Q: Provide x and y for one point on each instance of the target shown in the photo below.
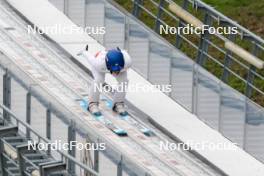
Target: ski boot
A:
(94, 109)
(120, 109)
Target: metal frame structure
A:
(68, 158)
(65, 116)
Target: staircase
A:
(17, 158)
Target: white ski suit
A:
(99, 69)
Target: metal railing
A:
(206, 45)
(54, 108)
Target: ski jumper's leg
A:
(119, 96)
(99, 78)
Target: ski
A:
(146, 131)
(108, 123)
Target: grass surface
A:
(248, 13)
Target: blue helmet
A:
(114, 60)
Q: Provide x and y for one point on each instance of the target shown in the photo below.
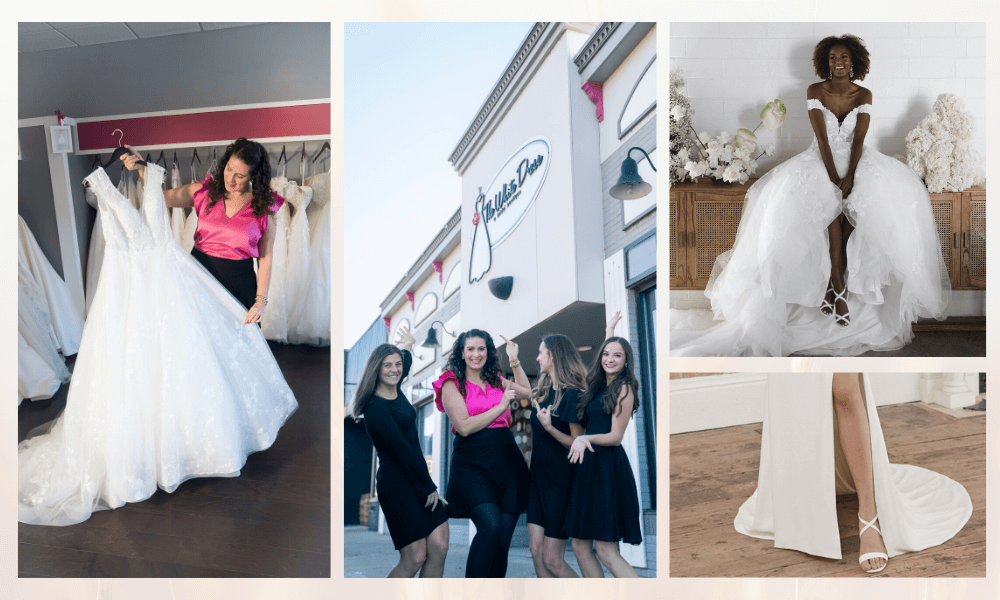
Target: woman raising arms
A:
(489, 479)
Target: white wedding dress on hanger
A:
(169, 383)
(803, 468)
(311, 324)
(274, 324)
(767, 290)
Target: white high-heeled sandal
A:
(845, 319)
(871, 555)
(826, 305)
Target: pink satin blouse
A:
(477, 400)
(234, 238)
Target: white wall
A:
(715, 401)
(733, 69)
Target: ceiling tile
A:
(42, 40)
(101, 33)
(211, 26)
(29, 27)
(145, 30)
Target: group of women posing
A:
(580, 484)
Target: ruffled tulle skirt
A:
(768, 288)
(169, 384)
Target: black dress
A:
(403, 482)
(551, 471)
(604, 504)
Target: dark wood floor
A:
(713, 472)
(271, 521)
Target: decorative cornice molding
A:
(498, 90)
(449, 227)
(597, 39)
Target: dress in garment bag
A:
(803, 468)
(169, 382)
(768, 288)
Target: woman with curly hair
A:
(604, 504)
(489, 479)
(840, 228)
(234, 206)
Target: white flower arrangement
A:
(940, 149)
(725, 158)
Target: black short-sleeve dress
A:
(604, 504)
(403, 482)
(551, 472)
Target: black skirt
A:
(604, 504)
(237, 276)
(487, 467)
(406, 516)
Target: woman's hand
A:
(544, 415)
(846, 184)
(130, 161)
(509, 395)
(404, 339)
(511, 349)
(576, 450)
(255, 314)
(433, 499)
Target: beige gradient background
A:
(662, 11)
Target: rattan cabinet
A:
(704, 217)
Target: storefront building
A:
(538, 245)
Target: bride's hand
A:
(130, 161)
(846, 185)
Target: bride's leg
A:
(855, 439)
(837, 246)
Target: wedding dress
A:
(768, 288)
(95, 253)
(169, 384)
(803, 468)
(274, 324)
(311, 321)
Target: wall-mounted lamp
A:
(501, 286)
(630, 186)
(431, 341)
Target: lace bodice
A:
(838, 132)
(125, 227)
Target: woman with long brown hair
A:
(604, 505)
(413, 508)
(489, 479)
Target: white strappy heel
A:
(845, 319)
(870, 555)
(826, 305)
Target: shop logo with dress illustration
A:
(507, 199)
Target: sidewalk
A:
(368, 554)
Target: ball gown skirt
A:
(169, 383)
(803, 468)
(768, 288)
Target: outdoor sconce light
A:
(431, 341)
(501, 286)
(630, 186)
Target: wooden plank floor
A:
(713, 472)
(271, 521)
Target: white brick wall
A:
(734, 69)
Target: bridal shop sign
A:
(501, 207)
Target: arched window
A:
(454, 282)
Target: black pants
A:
(237, 276)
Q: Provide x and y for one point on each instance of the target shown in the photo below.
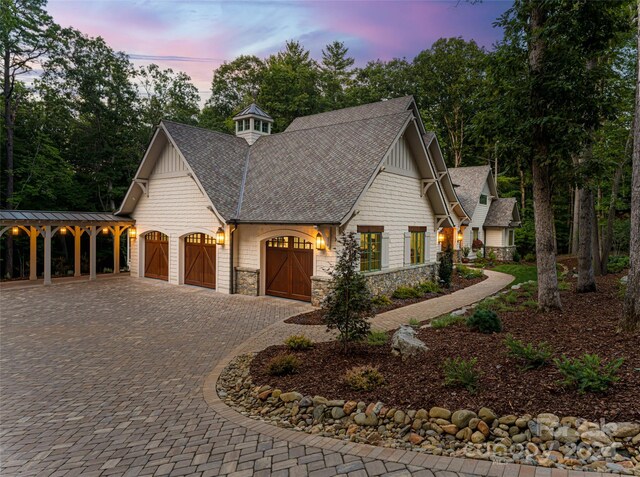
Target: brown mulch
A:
(585, 325)
(457, 283)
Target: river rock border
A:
(544, 440)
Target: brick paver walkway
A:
(107, 378)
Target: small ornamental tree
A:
(445, 269)
(348, 306)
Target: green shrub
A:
(468, 273)
(447, 320)
(428, 287)
(533, 356)
(484, 321)
(588, 373)
(364, 378)
(283, 364)
(516, 256)
(406, 292)
(445, 269)
(459, 372)
(377, 338)
(380, 301)
(617, 263)
(298, 342)
(348, 305)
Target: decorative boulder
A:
(405, 344)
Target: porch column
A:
(33, 253)
(77, 252)
(93, 231)
(47, 254)
(116, 249)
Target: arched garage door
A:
(156, 256)
(289, 264)
(200, 260)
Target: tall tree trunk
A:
(630, 321)
(586, 279)
(548, 294)
(9, 118)
(611, 215)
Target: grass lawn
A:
(523, 273)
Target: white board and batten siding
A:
(176, 206)
(394, 201)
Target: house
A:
(492, 220)
(259, 213)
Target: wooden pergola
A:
(47, 224)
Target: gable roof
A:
(469, 182)
(503, 213)
(355, 113)
(253, 110)
(316, 176)
(315, 172)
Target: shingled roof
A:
(355, 113)
(469, 182)
(217, 160)
(503, 213)
(314, 172)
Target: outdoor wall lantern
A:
(220, 236)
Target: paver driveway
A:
(105, 378)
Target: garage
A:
(156, 253)
(289, 266)
(200, 260)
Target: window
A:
(417, 244)
(370, 248)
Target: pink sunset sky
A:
(196, 36)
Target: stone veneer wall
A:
(247, 281)
(380, 283)
(503, 254)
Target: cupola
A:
(252, 122)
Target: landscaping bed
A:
(515, 414)
(458, 282)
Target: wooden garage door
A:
(200, 260)
(289, 268)
(156, 256)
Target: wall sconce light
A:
(220, 236)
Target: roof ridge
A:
(338, 123)
(219, 133)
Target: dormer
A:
(252, 122)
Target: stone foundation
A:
(247, 281)
(385, 282)
(503, 254)
(320, 286)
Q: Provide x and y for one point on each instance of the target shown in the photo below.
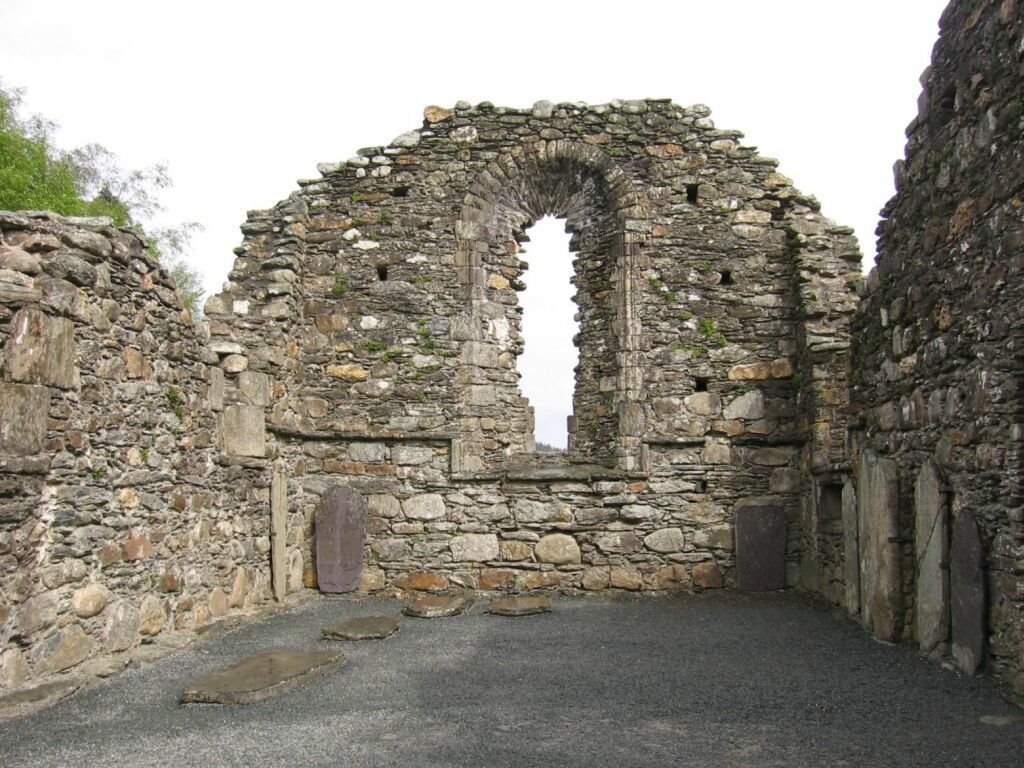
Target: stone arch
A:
(606, 217)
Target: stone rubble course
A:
(380, 300)
(438, 606)
(261, 676)
(363, 628)
(937, 371)
(126, 520)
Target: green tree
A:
(35, 174)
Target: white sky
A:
(242, 98)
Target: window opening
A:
(547, 366)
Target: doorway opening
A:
(548, 364)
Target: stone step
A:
(262, 676)
(438, 606)
(363, 628)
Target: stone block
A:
(760, 548)
(38, 612)
(151, 615)
(89, 600)
(851, 549)
(878, 527)
(41, 350)
(931, 605)
(425, 507)
(341, 521)
(526, 510)
(622, 542)
(474, 547)
(595, 579)
(279, 535)
(625, 578)
(243, 430)
(708, 576)
(256, 388)
(369, 453)
(749, 407)
(515, 551)
(24, 417)
(665, 541)
(422, 581)
(967, 591)
(62, 650)
(672, 578)
(558, 549)
(122, 628)
(497, 579)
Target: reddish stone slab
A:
(341, 532)
(760, 548)
(967, 592)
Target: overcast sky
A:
(242, 98)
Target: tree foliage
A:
(35, 174)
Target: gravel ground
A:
(721, 680)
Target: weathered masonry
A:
(748, 413)
(937, 417)
(713, 298)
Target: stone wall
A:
(123, 522)
(936, 393)
(380, 304)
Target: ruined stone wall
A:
(124, 519)
(380, 301)
(936, 390)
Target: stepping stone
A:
(262, 676)
(437, 606)
(364, 628)
(519, 606)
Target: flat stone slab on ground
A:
(437, 606)
(363, 628)
(519, 606)
(261, 676)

####

* _Exercise directions_
Give back the full data exactly as it reads, but drop the pictures.

* _Exercise response_
Q: Provide x and y for one point on each instance of the target shown in the photo below.
Target: ski boot
A:
(94, 109)
(120, 109)
Target: metal frame structure
A:
(68, 158)
(65, 116)
Target: staircase
A:
(17, 158)
Target: white ski suit
A:
(99, 69)
Target: metal railing
A:
(206, 45)
(54, 108)
Target: ski jumper's leg
A:
(119, 96)
(99, 78)
Target: ski
A:
(146, 131)
(108, 123)
Target: grass surface
A:
(248, 13)
Target: blue helmet
A:
(114, 60)
Q: Provide x and y for one point on each instance of the target shown in the photo below.
Target: woman raising arms
A:
(489, 479)
Target: white wedding dress on hanger
A:
(169, 383)
(803, 468)
(311, 324)
(274, 324)
(767, 290)
Target: white high-heeled sandal
A:
(845, 319)
(871, 555)
(826, 305)
Target: pink satin blouse
A:
(477, 400)
(234, 238)
Target: white wall
A:
(715, 401)
(733, 69)
Target: ceiling tile
A:
(42, 40)
(101, 33)
(211, 26)
(29, 27)
(145, 30)
Target: group of women posing
A:
(580, 484)
Target: ruffled tulle skirt
A:
(768, 288)
(169, 384)
Target: black dress
A:
(403, 482)
(551, 471)
(604, 504)
Target: dark wood floor
A:
(713, 472)
(271, 521)
Target: decorative cornice molding
A:
(498, 90)
(449, 227)
(597, 39)
Target: dress in garment bag
A:
(803, 468)
(169, 382)
(768, 288)
Target: woman with curly hair
A:
(604, 504)
(489, 479)
(840, 228)
(234, 206)
Target: white flower arrangement
A:
(940, 149)
(725, 158)
Target: black short-sleeve dress
A:
(604, 504)
(403, 482)
(551, 472)
Target: black skirt
A:
(604, 504)
(237, 276)
(487, 467)
(406, 516)
Target: woman's hand
A:
(544, 415)
(846, 184)
(130, 161)
(509, 395)
(404, 339)
(511, 349)
(576, 450)
(255, 314)
(433, 499)
Target: beige gradient background
A:
(662, 11)
Target: rattan cabinet
A:
(704, 217)
Target: storefront building
A:
(538, 245)
Target: bride's hand
A:
(130, 161)
(846, 185)
Target: bride's leg
A:
(855, 439)
(837, 246)
Target: wedding dress
A:
(768, 288)
(95, 253)
(169, 384)
(803, 468)
(274, 324)
(311, 321)
Target: wall-mounted lamp
A:
(501, 286)
(630, 186)
(431, 341)
Target: lace bodice
A:
(838, 132)
(125, 227)
Target: woman with long brown hair
A:
(604, 505)
(413, 508)
(489, 479)
Target: white strappy heel
A:
(845, 319)
(870, 555)
(826, 305)
Target: shop logo with dress illustration
A:
(507, 199)
Target: sidewalk
A:
(368, 554)
Target: ball gown skirt
A:
(169, 383)
(803, 468)
(768, 288)
Target: outdoor sconce light
A:
(431, 341)
(501, 286)
(630, 186)
Target: wooden plank floor
A:
(713, 472)
(271, 521)
Target: white brick wall
A:
(734, 69)
Target: bridal shop sign
A:
(501, 207)
Target: arched window
A:
(454, 282)
Target: black pants
A:
(237, 276)
Q: Provide x and y for one point on each instance of the target shown in the photo below.
Target: brown mulch
A:
(585, 325)
(457, 283)
Target: river rock border
A:
(544, 440)
Target: brick paver walkway
A:
(107, 378)
Target: small ornamental tree
A:
(445, 269)
(348, 306)
Target: green shrub
A:
(468, 273)
(447, 320)
(428, 287)
(533, 356)
(484, 321)
(588, 373)
(364, 378)
(283, 364)
(516, 256)
(406, 292)
(445, 269)
(459, 372)
(377, 338)
(380, 301)
(617, 263)
(298, 342)
(348, 305)
Target: decorative boulder
A:
(405, 344)
Target: porch column
A:
(33, 253)
(77, 252)
(93, 231)
(47, 254)
(116, 249)
Target: arched garage door
A:
(156, 256)
(289, 264)
(200, 260)
Target: tall tree trunk
A:
(630, 321)
(586, 279)
(548, 294)
(9, 118)
(611, 215)
Target: grass lawn
A:
(523, 273)
Target: white board and batten siding
A:
(176, 206)
(394, 201)
Target: house
A:
(492, 220)
(259, 213)
Target: wooden pergola
A:
(47, 224)
Target: gable roof
A:
(469, 182)
(503, 213)
(355, 113)
(253, 110)
(316, 176)
(315, 172)
Target: shingled roof
A:
(355, 113)
(469, 182)
(217, 160)
(503, 213)
(314, 172)
Target: outdoor wall lantern
A:
(220, 236)
Target: paver driveway
A:
(105, 378)
Target: garage
A:
(156, 253)
(289, 266)
(200, 260)
Target: window
A:
(417, 244)
(370, 248)
Target: pink sunset sky
A:
(196, 36)
Target: stone veneer wall
A:
(247, 281)
(380, 283)
(503, 254)
Target: cupola
A:
(252, 122)
Target: landscaping bed
A:
(515, 414)
(458, 282)
Target: wooden garage door
A:
(200, 260)
(289, 268)
(156, 256)
Target: wall sconce light
A:
(220, 236)
Target: roof ridge
A:
(338, 123)
(219, 133)
Target: dormer
A:
(252, 122)
Target: stone foundation
A:
(247, 281)
(385, 282)
(503, 254)
(320, 286)
Q: Provide x and y for one point on each instance of the target shown in the photo below.
Target: stone arch
A:
(606, 217)
Target: stone rubble course
A:
(380, 300)
(438, 606)
(261, 676)
(363, 628)
(937, 371)
(126, 520)
Target: green tree
A:
(35, 174)
Target: white sky
A:
(242, 98)
Target: window opening
A:
(547, 366)
Target: doorway opening
A:
(548, 364)
Target: stone step
A:
(262, 676)
(438, 606)
(363, 628)
Target: stone block
A:
(760, 548)
(38, 612)
(151, 615)
(89, 600)
(851, 549)
(878, 527)
(41, 350)
(931, 605)
(425, 507)
(341, 521)
(526, 510)
(622, 542)
(474, 547)
(595, 579)
(279, 535)
(625, 578)
(243, 430)
(708, 576)
(256, 388)
(369, 453)
(749, 407)
(515, 551)
(24, 417)
(665, 541)
(422, 581)
(967, 591)
(62, 650)
(672, 578)
(558, 549)
(122, 628)
(497, 579)
Target: reddish stone slab
A:
(341, 532)
(760, 548)
(967, 592)
Target: overcast sky
A:
(242, 98)
Target: tree foliage
A:
(35, 174)
Target: gravel ground
A:
(721, 680)
Target: weathered masonry
A:
(748, 413)
(937, 417)
(713, 298)
Target: stone wall
A:
(123, 522)
(936, 393)
(380, 304)
Target: ruined stone wall
A:
(124, 519)
(380, 301)
(936, 390)
Target: stepping stone
A:
(262, 676)
(437, 606)
(364, 628)
(519, 606)
Target: flat stone slab on ground
A:
(437, 606)
(363, 628)
(519, 606)
(261, 676)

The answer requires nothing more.